**Records**.
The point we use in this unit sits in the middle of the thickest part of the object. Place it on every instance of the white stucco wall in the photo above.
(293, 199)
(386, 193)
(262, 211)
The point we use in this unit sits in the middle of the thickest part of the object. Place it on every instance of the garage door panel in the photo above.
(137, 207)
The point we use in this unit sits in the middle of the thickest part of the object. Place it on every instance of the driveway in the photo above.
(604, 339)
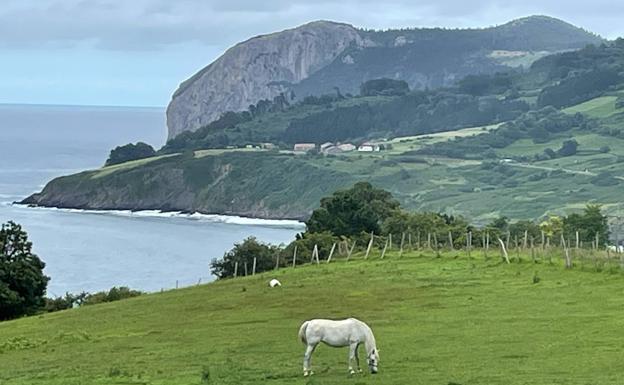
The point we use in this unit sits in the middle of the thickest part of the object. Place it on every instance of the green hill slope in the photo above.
(448, 320)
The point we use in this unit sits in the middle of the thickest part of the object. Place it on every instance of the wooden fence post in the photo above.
(351, 250)
(295, 257)
(504, 250)
(331, 253)
(566, 251)
(315, 254)
(370, 244)
(526, 236)
(384, 250)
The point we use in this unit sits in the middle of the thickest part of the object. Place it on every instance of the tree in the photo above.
(22, 282)
(588, 224)
(244, 253)
(349, 212)
(130, 152)
(568, 148)
(384, 86)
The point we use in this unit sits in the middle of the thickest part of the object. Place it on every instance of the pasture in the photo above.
(446, 319)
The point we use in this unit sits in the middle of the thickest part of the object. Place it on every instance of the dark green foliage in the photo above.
(479, 85)
(412, 114)
(130, 152)
(114, 294)
(75, 300)
(384, 87)
(605, 179)
(568, 148)
(589, 224)
(305, 245)
(539, 125)
(64, 302)
(22, 282)
(361, 208)
(437, 52)
(579, 88)
(244, 253)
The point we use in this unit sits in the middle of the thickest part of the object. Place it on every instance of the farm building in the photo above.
(368, 147)
(346, 147)
(304, 147)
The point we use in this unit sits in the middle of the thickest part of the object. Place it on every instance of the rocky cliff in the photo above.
(318, 57)
(259, 68)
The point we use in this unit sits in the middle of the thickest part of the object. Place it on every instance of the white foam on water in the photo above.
(213, 218)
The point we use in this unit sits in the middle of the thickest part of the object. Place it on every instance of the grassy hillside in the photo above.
(447, 320)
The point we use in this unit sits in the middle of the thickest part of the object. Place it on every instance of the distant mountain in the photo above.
(327, 57)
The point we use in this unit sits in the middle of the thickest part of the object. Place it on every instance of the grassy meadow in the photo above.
(447, 319)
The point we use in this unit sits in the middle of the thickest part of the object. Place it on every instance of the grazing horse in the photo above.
(349, 332)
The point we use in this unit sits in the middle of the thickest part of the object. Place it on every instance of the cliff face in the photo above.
(259, 68)
(318, 57)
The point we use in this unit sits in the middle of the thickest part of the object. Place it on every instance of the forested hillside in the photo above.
(525, 143)
(559, 80)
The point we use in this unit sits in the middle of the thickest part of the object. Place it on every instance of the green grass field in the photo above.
(445, 320)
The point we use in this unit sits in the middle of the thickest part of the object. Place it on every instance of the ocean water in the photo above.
(90, 251)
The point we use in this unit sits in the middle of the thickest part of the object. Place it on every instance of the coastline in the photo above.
(233, 219)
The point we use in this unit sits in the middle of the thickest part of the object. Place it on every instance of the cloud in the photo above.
(155, 24)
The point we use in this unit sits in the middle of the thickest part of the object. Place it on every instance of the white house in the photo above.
(304, 147)
(368, 147)
(346, 147)
(325, 146)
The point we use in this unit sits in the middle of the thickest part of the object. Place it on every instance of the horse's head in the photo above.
(373, 360)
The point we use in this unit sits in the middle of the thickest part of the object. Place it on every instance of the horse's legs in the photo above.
(353, 356)
(306, 359)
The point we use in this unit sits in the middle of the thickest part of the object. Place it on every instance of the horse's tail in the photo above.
(302, 331)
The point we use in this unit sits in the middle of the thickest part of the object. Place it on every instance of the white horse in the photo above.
(350, 332)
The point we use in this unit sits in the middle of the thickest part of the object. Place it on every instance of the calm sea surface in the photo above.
(90, 251)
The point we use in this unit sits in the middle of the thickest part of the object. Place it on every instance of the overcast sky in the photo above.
(136, 52)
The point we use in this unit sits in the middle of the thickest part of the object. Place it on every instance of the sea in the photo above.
(96, 250)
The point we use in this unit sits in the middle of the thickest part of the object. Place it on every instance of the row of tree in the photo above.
(23, 283)
(348, 217)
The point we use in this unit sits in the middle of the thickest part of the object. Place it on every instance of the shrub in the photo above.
(604, 179)
(130, 152)
(22, 282)
(568, 148)
(244, 253)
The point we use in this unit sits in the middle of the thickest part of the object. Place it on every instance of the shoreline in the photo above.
(196, 216)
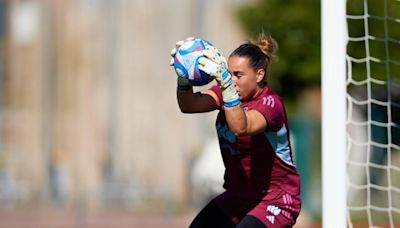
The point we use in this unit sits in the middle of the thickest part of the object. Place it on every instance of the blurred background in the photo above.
(90, 131)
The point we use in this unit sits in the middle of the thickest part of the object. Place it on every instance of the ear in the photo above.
(260, 75)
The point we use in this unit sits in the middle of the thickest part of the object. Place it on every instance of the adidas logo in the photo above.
(274, 209)
(271, 218)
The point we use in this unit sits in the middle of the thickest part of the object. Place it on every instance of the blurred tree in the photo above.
(296, 27)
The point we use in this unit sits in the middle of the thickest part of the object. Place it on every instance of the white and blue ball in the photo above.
(186, 62)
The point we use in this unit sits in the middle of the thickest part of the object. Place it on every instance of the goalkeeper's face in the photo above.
(247, 80)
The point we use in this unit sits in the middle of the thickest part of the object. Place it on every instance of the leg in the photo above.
(211, 216)
(250, 221)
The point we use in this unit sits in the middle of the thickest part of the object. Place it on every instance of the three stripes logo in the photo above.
(275, 211)
(271, 218)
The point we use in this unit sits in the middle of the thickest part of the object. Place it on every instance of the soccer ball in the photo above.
(186, 62)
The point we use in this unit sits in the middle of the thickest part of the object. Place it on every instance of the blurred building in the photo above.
(88, 105)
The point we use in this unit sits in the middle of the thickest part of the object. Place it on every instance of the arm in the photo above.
(190, 102)
(245, 123)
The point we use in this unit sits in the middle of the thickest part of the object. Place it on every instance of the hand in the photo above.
(214, 64)
(183, 83)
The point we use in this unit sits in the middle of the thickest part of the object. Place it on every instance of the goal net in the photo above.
(373, 113)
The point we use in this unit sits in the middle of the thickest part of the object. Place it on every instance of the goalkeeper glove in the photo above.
(214, 64)
(183, 83)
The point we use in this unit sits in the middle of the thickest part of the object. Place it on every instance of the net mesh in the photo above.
(373, 113)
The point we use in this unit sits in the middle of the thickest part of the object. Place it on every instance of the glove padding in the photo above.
(214, 64)
(183, 83)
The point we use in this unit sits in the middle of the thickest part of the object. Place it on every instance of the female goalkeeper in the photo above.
(261, 182)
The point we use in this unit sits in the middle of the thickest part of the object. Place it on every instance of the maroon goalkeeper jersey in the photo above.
(263, 163)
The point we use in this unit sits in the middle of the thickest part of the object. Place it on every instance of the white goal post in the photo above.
(333, 28)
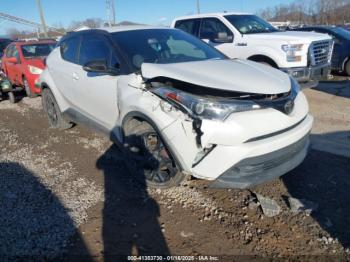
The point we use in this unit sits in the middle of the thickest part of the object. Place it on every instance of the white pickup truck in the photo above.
(303, 55)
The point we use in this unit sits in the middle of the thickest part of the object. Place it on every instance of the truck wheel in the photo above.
(27, 88)
(150, 161)
(347, 68)
(53, 112)
(12, 97)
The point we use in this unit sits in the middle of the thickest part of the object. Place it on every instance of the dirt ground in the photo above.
(72, 190)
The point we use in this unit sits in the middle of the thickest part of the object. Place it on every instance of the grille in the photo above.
(321, 52)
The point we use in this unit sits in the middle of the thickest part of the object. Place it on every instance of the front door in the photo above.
(95, 93)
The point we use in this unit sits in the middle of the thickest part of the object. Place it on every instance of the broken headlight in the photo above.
(206, 108)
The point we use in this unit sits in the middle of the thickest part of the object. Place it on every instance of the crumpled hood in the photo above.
(230, 75)
(39, 63)
(291, 36)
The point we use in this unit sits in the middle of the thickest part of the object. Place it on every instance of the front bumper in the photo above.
(309, 76)
(263, 168)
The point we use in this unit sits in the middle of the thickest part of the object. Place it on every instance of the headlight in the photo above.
(291, 50)
(206, 108)
(35, 70)
(295, 86)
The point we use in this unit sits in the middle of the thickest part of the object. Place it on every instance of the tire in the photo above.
(149, 160)
(347, 68)
(27, 88)
(53, 112)
(11, 97)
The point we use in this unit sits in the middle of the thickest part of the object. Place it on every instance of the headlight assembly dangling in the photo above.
(204, 108)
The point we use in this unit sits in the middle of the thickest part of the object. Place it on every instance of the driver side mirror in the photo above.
(12, 60)
(222, 37)
(100, 66)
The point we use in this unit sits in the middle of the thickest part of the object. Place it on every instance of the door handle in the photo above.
(75, 76)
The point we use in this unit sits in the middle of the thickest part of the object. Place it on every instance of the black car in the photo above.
(341, 52)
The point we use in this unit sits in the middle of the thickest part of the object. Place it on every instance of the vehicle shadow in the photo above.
(34, 223)
(130, 215)
(324, 179)
(338, 88)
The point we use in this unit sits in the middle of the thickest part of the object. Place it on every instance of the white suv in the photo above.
(304, 55)
(177, 106)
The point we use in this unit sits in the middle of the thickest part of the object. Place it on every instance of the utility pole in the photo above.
(110, 8)
(42, 18)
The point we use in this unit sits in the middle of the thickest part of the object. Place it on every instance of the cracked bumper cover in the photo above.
(256, 170)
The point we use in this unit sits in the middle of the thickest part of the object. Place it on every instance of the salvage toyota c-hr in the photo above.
(177, 106)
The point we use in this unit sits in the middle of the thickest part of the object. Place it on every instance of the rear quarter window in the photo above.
(190, 26)
(69, 49)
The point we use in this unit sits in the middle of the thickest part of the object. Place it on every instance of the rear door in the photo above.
(64, 62)
(95, 93)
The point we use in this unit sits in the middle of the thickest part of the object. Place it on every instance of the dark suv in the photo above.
(341, 51)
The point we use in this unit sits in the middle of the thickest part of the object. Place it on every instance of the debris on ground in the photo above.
(302, 205)
(269, 206)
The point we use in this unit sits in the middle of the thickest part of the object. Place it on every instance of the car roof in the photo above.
(34, 42)
(211, 14)
(122, 28)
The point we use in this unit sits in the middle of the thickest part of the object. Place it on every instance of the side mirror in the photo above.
(100, 66)
(12, 60)
(222, 37)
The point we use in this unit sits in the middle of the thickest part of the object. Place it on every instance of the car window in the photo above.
(93, 47)
(9, 51)
(162, 46)
(69, 49)
(15, 53)
(211, 27)
(190, 26)
(37, 50)
(181, 47)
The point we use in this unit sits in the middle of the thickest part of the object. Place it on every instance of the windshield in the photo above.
(342, 32)
(250, 24)
(162, 46)
(37, 50)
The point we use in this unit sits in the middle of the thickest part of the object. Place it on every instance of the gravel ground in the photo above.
(68, 194)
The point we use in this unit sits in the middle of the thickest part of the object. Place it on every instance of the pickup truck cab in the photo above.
(305, 56)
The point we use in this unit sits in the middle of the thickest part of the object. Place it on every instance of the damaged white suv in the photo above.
(178, 106)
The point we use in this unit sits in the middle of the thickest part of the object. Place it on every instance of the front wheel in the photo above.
(53, 112)
(149, 159)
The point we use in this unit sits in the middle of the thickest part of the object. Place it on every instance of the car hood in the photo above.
(291, 36)
(36, 62)
(230, 75)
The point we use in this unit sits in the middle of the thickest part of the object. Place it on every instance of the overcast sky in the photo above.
(142, 11)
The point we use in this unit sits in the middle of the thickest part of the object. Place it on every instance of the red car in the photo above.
(23, 62)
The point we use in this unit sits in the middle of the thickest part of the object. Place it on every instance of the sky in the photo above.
(153, 12)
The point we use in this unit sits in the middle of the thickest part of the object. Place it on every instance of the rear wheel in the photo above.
(12, 97)
(150, 161)
(29, 92)
(53, 112)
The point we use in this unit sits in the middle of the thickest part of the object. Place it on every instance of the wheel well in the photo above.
(262, 58)
(139, 117)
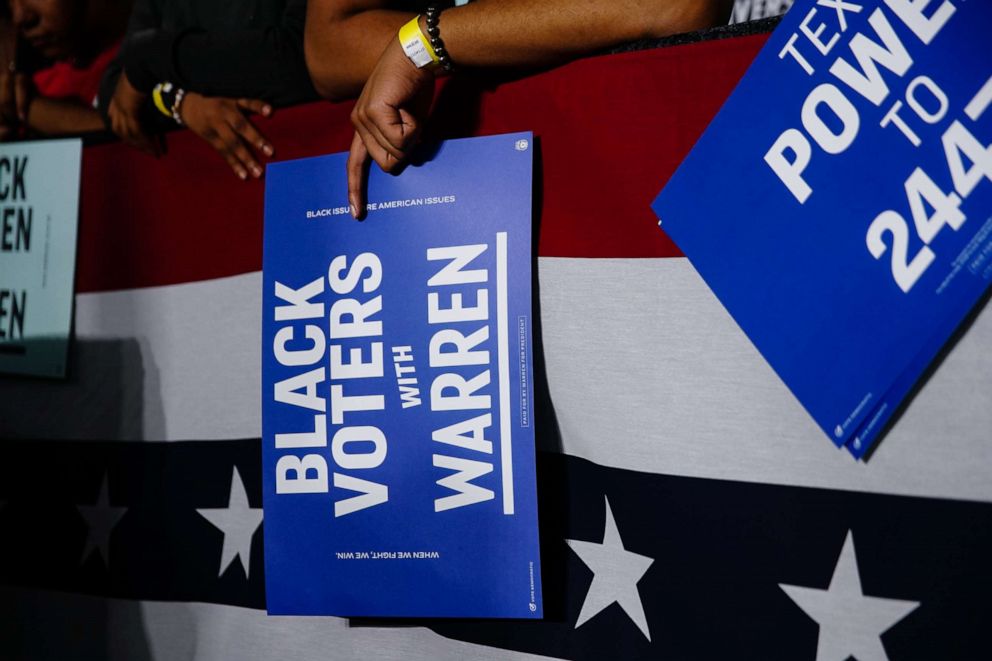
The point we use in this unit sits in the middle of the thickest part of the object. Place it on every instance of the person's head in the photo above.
(68, 29)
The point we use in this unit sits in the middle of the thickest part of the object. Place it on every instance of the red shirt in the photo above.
(62, 80)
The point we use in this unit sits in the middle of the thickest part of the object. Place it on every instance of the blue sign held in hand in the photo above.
(848, 230)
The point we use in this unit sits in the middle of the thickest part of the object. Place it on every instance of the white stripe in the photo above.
(120, 629)
(162, 363)
(646, 370)
(502, 342)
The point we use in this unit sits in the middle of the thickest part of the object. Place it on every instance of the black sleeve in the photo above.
(145, 17)
(266, 63)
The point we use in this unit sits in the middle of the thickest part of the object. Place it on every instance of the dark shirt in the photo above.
(241, 48)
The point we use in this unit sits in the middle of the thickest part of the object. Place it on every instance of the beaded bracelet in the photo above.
(433, 16)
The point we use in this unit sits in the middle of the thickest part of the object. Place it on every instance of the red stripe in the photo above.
(612, 131)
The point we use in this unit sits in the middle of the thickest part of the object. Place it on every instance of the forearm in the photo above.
(343, 44)
(54, 117)
(518, 33)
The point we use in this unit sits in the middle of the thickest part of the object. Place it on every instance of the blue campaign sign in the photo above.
(840, 204)
(397, 388)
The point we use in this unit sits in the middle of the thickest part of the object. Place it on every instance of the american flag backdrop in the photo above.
(689, 507)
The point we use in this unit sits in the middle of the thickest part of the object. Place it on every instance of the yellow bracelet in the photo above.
(416, 46)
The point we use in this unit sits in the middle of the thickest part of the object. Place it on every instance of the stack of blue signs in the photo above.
(397, 388)
(848, 230)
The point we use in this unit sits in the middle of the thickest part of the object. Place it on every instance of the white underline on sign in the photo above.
(503, 349)
(980, 102)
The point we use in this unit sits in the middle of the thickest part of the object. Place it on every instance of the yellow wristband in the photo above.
(159, 102)
(416, 46)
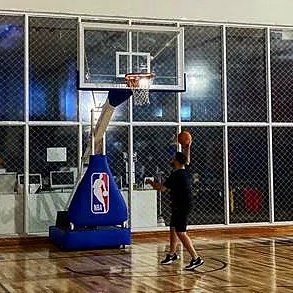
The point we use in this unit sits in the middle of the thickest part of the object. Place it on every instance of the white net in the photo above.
(140, 85)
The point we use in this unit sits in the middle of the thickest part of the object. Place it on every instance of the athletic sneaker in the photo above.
(170, 259)
(194, 263)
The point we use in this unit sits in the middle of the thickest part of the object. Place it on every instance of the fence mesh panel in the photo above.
(202, 100)
(282, 162)
(12, 68)
(52, 72)
(246, 75)
(248, 174)
(281, 75)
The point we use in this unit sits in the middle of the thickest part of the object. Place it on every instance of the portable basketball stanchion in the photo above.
(97, 212)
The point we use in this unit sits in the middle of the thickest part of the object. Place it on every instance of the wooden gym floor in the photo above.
(239, 262)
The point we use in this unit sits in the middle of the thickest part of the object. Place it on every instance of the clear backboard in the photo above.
(108, 51)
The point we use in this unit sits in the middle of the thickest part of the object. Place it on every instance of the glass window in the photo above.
(281, 75)
(207, 173)
(12, 68)
(282, 163)
(162, 107)
(52, 72)
(248, 174)
(202, 100)
(246, 74)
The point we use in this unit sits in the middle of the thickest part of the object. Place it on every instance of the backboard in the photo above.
(108, 51)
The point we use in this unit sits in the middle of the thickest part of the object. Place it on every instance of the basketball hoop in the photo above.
(140, 85)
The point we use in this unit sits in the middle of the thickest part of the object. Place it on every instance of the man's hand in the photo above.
(156, 185)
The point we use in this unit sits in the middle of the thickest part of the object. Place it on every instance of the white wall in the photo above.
(241, 11)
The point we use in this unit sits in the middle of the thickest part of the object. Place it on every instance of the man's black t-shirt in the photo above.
(179, 183)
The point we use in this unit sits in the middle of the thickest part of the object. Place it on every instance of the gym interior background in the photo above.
(237, 105)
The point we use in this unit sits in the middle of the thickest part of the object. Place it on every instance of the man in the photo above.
(179, 186)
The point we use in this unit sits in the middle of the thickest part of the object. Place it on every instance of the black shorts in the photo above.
(179, 220)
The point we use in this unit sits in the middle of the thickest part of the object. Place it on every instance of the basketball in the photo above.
(184, 138)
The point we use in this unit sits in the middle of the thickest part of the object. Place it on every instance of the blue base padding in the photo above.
(90, 238)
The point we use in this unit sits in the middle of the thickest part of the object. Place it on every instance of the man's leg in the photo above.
(187, 243)
(173, 241)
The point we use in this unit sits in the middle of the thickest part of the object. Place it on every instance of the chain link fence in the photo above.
(203, 60)
(57, 113)
(282, 162)
(12, 68)
(52, 69)
(281, 75)
(246, 74)
(248, 174)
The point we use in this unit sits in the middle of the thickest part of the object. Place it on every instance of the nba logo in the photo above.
(100, 193)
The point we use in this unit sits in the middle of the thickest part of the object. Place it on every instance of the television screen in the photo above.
(33, 179)
(7, 182)
(62, 179)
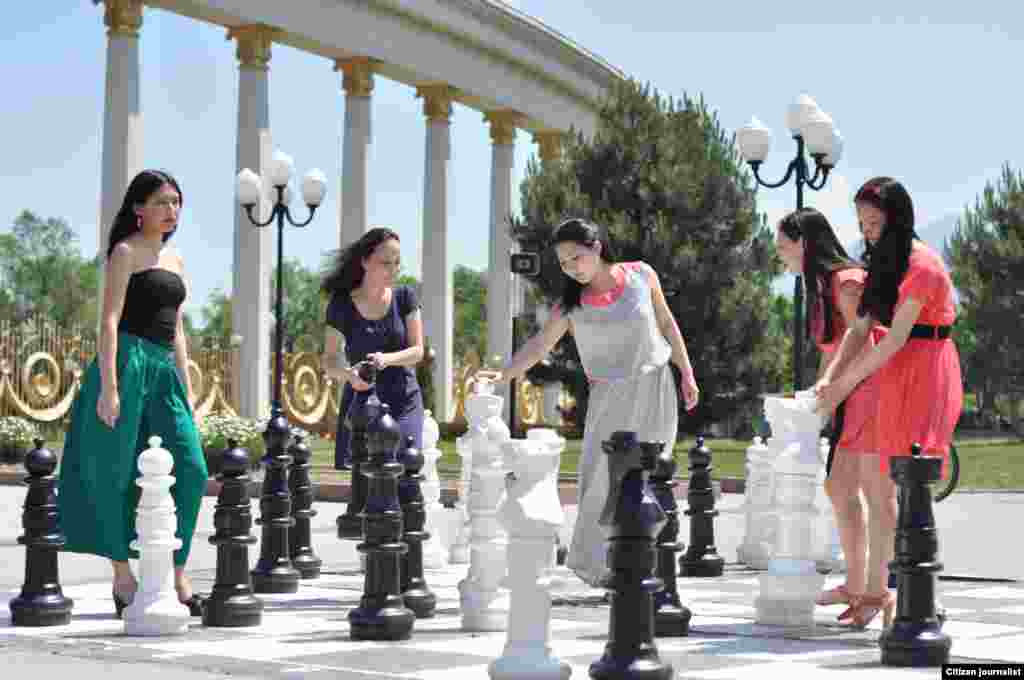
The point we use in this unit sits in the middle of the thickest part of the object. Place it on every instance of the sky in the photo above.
(926, 92)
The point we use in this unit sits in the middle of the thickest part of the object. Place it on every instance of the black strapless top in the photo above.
(152, 302)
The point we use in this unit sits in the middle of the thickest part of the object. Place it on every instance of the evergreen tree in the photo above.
(986, 254)
(666, 181)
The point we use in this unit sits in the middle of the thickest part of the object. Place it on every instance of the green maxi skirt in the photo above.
(97, 497)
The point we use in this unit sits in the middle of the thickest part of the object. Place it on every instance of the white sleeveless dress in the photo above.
(626, 358)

**Problem description**.
Locate the line containing "fence in the photo above." in the records above, then output it and every line after it through the last, excluding pictures.

**Problem solution**.
The point we use in this unit sits in the middle of the thickest part of the object. Place it on every instance of the chain link fence in the photo above.
(203, 60)
(57, 113)
(282, 162)
(12, 68)
(52, 69)
(281, 75)
(246, 74)
(248, 174)
The point we use in this unit sits in the middle of the thickest part of the object. Place it on every instance of the nba logo in the photo above.
(100, 193)
The point we use in this unit sits in the middle of the thickest part of the object. Place it on every instance of the television screen in the photo above.
(33, 179)
(7, 182)
(62, 179)
The point we use in this unit sits in the middle of the thickest part of the object. Place it on every instance of the sky in the photo above.
(926, 92)
The point we use in this unit sits in the middle of the thickest part of the object. Place it on every instance of the black strapless top in the photo above.
(152, 302)
The point we use in this unit sits in the middle of the thickest part of the object. Place it on every instance of the evergreen tree in the photo above.
(986, 254)
(666, 181)
The point we use in this unit sits in the middle of the thickest part of the object. Place it on every instance of the green maxi skirt in the photo above.
(97, 497)
The point we use in this unit sits in the middle of the thickest part of the object. Place it on every instance of the white sleeveless dress in the photo above.
(626, 358)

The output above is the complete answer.